— Requirements —
[1] Translate this sentence from the partial correlation passage into Spanish: "Partial correlations beat regression coefficients."
[2] Carry on the passage about partial correlation and noisy predictors, picking up after its final sentence.

— Text extract —
-*-

The partial correlation coefficients did much better, although they
weren't perfect. First, it was obvious I should use what SAS calls
a Type II (or simultaneous) partial, which means the partial correlation
when you have controlled for any confounding effects of the other
predictors. When I had little noise in the values of X1 and X2, and
therefore a high correlation between them, the partial between Y and X1
with X2 in the model was near enough to zero, and vice versa, which is
the right answer. Partial correlations beat regression
coefficients.
When there was more noise in the relationship between X1 and X2, and
therefore a lower correlation between them, the partial correlation for
one of them in the presence of the other started to creep up from
zero. The poorer the correlation between X1 and X2, the bigger the
partial for any one of them. This occurred even though X1 and X2
were measuring exactly the same thing in Y--I made sure of that in the
way I generated the variables. In other words, noise in a predictor
reduces your ability to fully control for its confounding effects in a
multiple linear regression. I knew all that from way back, but it
was good to be reminded. There is an important consequence for
interpretation of studies of population health: be skeptical about
reports that state things like "even after we controlled for SES,
diet etc etc, there was still an effect of activity on
health". It may be that there isn't actually any substantial
effect of activity on health in reality, once you control for those other
things, because lifestyle predictors are often noisy, so they don't
control properly.

-*-

— Record excerpts —
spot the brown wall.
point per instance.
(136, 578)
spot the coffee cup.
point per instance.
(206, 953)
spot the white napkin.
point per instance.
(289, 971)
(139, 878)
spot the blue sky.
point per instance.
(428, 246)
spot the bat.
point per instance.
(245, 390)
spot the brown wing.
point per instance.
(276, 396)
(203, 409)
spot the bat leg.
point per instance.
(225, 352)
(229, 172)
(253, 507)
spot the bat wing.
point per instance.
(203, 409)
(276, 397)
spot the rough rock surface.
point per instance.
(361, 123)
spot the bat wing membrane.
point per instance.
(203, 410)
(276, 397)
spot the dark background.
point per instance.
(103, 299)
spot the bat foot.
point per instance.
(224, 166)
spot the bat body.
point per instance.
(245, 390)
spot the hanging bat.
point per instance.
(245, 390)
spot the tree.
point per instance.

-*-

— Outputs by task —
[1] Las correlaciones parciales superan a los coeficientes de regresión.

[2]
But my original question, about which partial correlation to use, is
still unanswered! You can calculate the correlation as a
semi-partial, which means effectively that the magnitude of the effect is
interpreted using the SD of the original dependent variable. Or you
can calculate it as a (full) partial, which means you effectively use the
SD of the residual variation in the dependent variable after all the
other predictors have been taken into account. The partial will be
larger than the semi-partial, because the partial is the expected
correlation for subjects all with the same SES, diet etc etc. Is it
the right one to use? Dunno. It looks bigger, so if you want
a big correlation, use the partial, not the semi-partial? But if
you want your answer to be little or no effect, use the semi-partial, not
the partial? That's not good science.
A further important point is what I call the danger of throwing out the
baby (activity) with the bathwater (SES and the other predictors in the
model). In the example, controlling for SES left nothing for
activity. But that doesn't mean activity isn't important. It
just means that its effects go along with SES. So make sure you
look at the correlation between the dependent (health) and each predictor
(activity, SES...) in its own--the simple raw correlations, in other
words. If you find the correlation for activity is substantial on
its own but drops to near zero when you control for the other variables,
your conclusion is that activity could still be important, even though it
is accounted for by the other predictors. And if you find that it
is still important after you control for the other predictors, and some
of them are noisy, make sure you alert the reader to the possibility that
the controlling might not be that good.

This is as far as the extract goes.